=== DATA TO USE ===
______
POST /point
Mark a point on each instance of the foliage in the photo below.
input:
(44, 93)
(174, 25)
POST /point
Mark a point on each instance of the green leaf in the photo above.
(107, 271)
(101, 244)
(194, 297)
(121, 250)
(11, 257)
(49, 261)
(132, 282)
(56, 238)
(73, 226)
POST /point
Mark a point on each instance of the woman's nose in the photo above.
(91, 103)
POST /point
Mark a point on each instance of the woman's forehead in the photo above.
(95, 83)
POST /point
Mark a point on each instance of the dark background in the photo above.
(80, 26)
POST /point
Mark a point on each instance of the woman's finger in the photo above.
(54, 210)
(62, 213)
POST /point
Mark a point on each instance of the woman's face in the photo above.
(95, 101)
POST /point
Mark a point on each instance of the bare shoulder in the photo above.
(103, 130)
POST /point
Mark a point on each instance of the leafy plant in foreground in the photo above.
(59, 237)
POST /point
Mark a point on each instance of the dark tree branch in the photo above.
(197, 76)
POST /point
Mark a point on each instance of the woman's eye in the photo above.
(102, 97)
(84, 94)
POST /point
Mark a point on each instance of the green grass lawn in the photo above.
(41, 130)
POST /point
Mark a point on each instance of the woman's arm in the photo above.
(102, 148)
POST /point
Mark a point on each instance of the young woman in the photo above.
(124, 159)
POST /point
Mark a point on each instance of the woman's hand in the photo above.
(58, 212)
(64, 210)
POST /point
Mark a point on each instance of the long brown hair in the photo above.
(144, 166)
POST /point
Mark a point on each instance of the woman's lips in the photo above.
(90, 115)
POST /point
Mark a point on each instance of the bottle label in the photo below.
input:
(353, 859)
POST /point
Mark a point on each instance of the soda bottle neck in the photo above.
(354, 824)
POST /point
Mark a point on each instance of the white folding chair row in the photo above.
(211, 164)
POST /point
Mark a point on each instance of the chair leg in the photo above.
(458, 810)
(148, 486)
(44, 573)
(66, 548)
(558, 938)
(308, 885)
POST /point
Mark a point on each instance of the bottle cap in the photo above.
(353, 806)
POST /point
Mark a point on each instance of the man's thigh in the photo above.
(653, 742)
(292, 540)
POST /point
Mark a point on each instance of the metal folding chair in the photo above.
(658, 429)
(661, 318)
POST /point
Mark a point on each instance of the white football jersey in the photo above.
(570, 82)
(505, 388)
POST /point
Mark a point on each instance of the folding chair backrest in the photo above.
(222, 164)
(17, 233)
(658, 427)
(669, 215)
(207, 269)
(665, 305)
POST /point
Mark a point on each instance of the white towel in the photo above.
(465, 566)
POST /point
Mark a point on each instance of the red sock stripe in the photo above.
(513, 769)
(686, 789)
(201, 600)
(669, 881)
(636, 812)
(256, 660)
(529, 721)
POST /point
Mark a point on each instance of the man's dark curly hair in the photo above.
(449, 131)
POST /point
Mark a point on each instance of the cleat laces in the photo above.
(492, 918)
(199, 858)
______
=== THE PROBLEM ===
Repeat every entry word for word.

=== ANSWER IN FULL ===
POST /point
Mark a point on each instance of the foliage in the photo below.
input:
(44, 93)
(174, 25)
POST /point
Mark a point on each instance of the green leaf in the photo above.
(107, 271)
(101, 244)
(194, 297)
(121, 250)
(11, 257)
(49, 261)
(132, 282)
(56, 238)
(73, 226)
POST /point
Mark a point on each instance of the woman's nose in the photo above.
(91, 103)
POST /point
Mark a point on each instance of the woman's forehead in the photo above.
(95, 83)
POST /point
Mark a point on each instance of the dark background in the photo above.
(80, 26)
POST /point
Mark a point on each instance of the woman's finger in the photo above.
(54, 210)
(62, 213)
POST /point
Mark a point on each instance of the woman's face in the photo above.
(95, 101)
POST /point
Mark a point on each instance of the bare shoulder in the photo above.
(103, 130)
POST /point
Mark a point on each instance of the leafy plant in foreground in the photo above.
(59, 237)
POST /point
Mark a point on each instance of the dark tree branch in the photo above.
(197, 76)
POST /point
Mark a point on each instance of the woman's eye in the photo above.
(102, 97)
(84, 94)
POST /point
Mark a point on each instance of the green grass lawn in the photo above.
(41, 130)
POST /point
Mark a point on each instance of the woman's arm in the photo above.
(102, 148)
POST /point
Mark a point on each instance of the young woman in the photo above.
(124, 159)
POST /point
Mark a point on each instance of the woman's hand in the photo above.
(58, 212)
(64, 210)
POST /point
Mark a point on each instance of the long brown hair in the photo above.
(144, 166)
POST /point
Mark a point on each instance of the woman's lips in the photo above.
(90, 115)
POST /point
Mark a point on each instance of the bottle label in the photo below.
input:
(353, 859)
POST /point
Mark a point on each instance of the soda bottle neck in the photo above.
(354, 824)
POST /point
Mark a point on each instance of the white folding chair row in the photo above.
(211, 164)
POST /point
Mark a point on each instance of the chair leg in the photo above.
(458, 810)
(148, 486)
(44, 573)
(66, 548)
(558, 938)
(308, 885)
POST /point
Mark a point on each instance of the bottle cap in the photo above.
(353, 806)
POST /point
Mark a point on each instance of the man's thigh in the photo above.
(653, 742)
(292, 540)
POST /point
Mark a point on each instance of the metal folding chair in the photo above.
(658, 429)
(661, 318)
POST /point
Mark a point on each instance of the white football jersey in the photo above.
(570, 82)
(505, 388)
POST /point
Mark a point on each instance of the folding chair backrest in the photo above.
(222, 164)
(17, 233)
(658, 427)
(669, 215)
(207, 269)
(665, 305)
POST /point
Mark a point on each instance of the white towel in the photo above.
(465, 566)
POST /point
Mark a point on each instance of the red sock stripe in the photo above.
(513, 769)
(686, 789)
(201, 600)
(669, 881)
(636, 812)
(256, 660)
(529, 721)
POST /point
Mark a point on each instance of the man's dark curly hair in the photo above.
(449, 131)
POST /point
Mark a point on each instance of the cleat laces in the photo above.
(492, 918)
(199, 858)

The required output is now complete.